Render the records below as a Markdown table with the columns Row and Line, giving each line its own numbered row and leaving out any blank lines.

::: SUPPLIED MATERIAL :::

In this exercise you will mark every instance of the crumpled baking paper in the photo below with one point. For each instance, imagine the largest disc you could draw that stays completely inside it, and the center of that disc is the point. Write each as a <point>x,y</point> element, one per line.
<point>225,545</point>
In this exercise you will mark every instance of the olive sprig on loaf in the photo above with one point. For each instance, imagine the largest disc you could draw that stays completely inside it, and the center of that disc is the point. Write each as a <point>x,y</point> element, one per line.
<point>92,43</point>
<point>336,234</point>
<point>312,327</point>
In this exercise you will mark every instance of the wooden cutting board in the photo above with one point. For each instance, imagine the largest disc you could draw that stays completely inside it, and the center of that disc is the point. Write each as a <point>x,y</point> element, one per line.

:::

▸ RESULT OF THE TASK:
| Row | Line |
|---|---|
| 1 | In this exercise you will mark every instance of the crumpled baking paper in the photo below with one point. For each instance, imagine the largest disc you could draw that stays completely inside it, and the center of that disc is the point. Write each as a <point>x,y</point> element, one per line. |
| 2 | <point>225,545</point> |
| 3 | In this exercise you will mark every instance of the olive sprig on loaf in the photo above with one point. For each instance, imagine the largest disc you could draw that stays completely inside it, and the center of that disc is the point. Write each as a <point>x,y</point> element, one per line. |
| 4 | <point>92,43</point> |
| 5 | <point>336,234</point> |
| 6 | <point>312,327</point> |
| 7 | In this exercise you will mark every instance of the wooden cutting board in the photo above with one point. For each instance, imagine the largest disc you could draw that stays completely inside it, and the center of that disc is the point. Write each as a <point>x,y</point> element, one per line. |